(Rows from an object pointing dataset)
*****

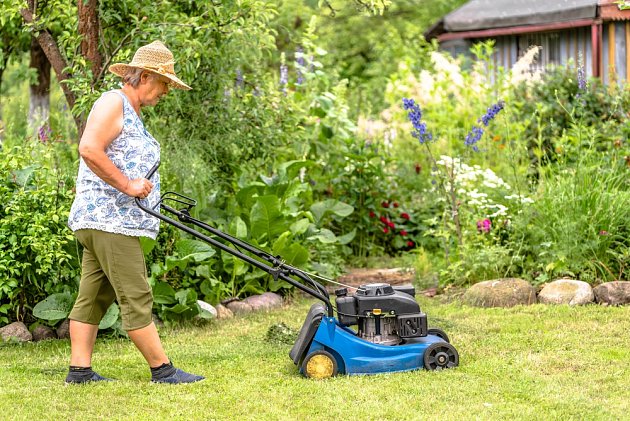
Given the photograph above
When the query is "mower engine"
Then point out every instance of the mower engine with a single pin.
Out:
(384, 314)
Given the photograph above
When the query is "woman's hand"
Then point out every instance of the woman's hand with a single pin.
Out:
(139, 187)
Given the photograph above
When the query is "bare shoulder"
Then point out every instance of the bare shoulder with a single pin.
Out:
(105, 121)
(109, 105)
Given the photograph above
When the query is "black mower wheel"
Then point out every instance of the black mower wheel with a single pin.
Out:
(440, 355)
(439, 333)
(319, 365)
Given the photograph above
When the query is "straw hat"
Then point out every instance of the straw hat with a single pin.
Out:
(155, 57)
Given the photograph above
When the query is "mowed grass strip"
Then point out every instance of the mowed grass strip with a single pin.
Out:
(535, 362)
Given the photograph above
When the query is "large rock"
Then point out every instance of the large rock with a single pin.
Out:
(566, 291)
(208, 307)
(223, 312)
(507, 292)
(16, 331)
(613, 293)
(266, 301)
(239, 307)
(41, 333)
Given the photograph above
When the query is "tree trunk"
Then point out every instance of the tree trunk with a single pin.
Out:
(59, 64)
(89, 29)
(39, 108)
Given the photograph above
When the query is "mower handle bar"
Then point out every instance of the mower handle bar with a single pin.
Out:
(279, 268)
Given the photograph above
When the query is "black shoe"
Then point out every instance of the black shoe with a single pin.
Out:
(172, 375)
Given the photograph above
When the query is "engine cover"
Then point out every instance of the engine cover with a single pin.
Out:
(384, 314)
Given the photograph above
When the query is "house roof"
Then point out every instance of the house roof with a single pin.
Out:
(486, 14)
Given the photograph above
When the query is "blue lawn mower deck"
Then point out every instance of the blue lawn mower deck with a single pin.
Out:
(391, 331)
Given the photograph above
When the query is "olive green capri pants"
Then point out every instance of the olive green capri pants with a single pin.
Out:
(113, 267)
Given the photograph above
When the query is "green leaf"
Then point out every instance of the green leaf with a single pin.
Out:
(55, 307)
(346, 238)
(321, 209)
(110, 317)
(324, 236)
(266, 219)
(163, 293)
(300, 227)
(238, 228)
(194, 250)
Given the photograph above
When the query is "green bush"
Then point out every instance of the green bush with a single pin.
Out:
(37, 250)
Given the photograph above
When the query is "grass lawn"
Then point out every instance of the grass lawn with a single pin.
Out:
(536, 362)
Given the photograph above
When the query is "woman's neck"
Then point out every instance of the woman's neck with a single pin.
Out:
(132, 96)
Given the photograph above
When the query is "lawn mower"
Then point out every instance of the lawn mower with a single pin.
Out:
(391, 331)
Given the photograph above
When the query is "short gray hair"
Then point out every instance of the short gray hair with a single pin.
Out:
(132, 76)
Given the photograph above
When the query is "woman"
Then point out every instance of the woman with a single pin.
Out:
(116, 152)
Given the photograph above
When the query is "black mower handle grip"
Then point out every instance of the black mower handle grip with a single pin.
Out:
(152, 170)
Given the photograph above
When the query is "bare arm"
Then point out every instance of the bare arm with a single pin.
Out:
(103, 126)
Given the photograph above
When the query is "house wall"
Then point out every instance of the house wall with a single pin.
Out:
(615, 40)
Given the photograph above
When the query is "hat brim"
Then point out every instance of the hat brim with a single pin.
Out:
(120, 69)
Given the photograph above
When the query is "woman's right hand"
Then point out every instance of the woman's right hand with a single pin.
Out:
(139, 187)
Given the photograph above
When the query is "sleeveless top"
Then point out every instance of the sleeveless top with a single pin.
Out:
(99, 206)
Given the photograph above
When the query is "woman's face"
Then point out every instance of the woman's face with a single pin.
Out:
(154, 87)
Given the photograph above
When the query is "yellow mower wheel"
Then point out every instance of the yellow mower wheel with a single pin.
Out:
(319, 365)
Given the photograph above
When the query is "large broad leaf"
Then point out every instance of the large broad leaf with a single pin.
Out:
(163, 293)
(300, 226)
(290, 169)
(194, 250)
(55, 307)
(266, 219)
(325, 236)
(110, 317)
(321, 209)
(186, 296)
(295, 255)
(346, 238)
(238, 228)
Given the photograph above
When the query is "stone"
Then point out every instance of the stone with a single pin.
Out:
(208, 307)
(266, 301)
(566, 291)
(613, 293)
(223, 312)
(508, 292)
(16, 331)
(239, 307)
(63, 331)
(41, 333)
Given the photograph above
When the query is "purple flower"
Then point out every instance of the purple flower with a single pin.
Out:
(492, 112)
(415, 116)
(284, 77)
(476, 132)
(239, 79)
(484, 226)
(300, 63)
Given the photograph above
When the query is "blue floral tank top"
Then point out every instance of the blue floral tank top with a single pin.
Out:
(98, 205)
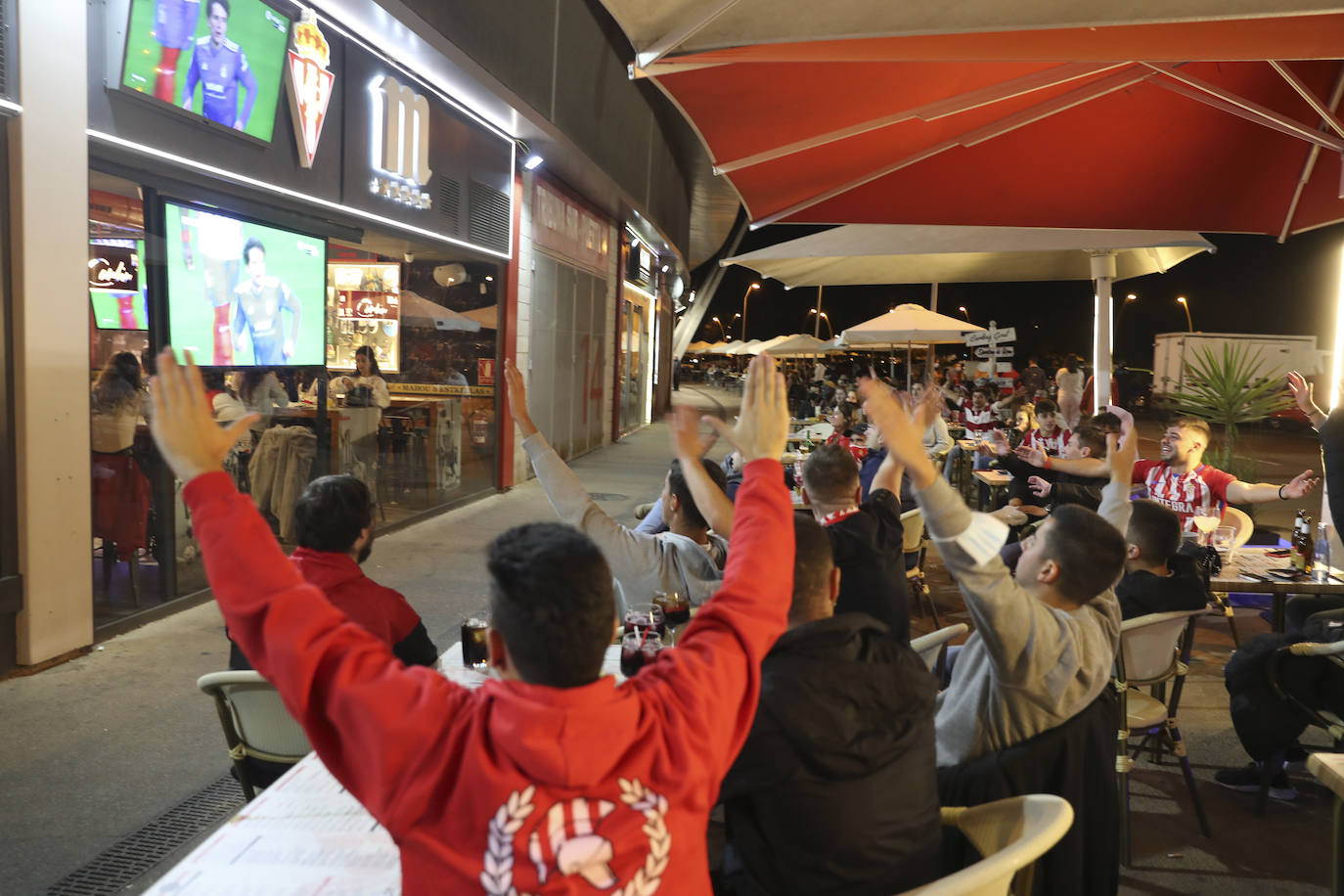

*****

Show every line above that contains the word "roof".

When the query is "house roof"
Then point out every instance of the house roof with a single pin.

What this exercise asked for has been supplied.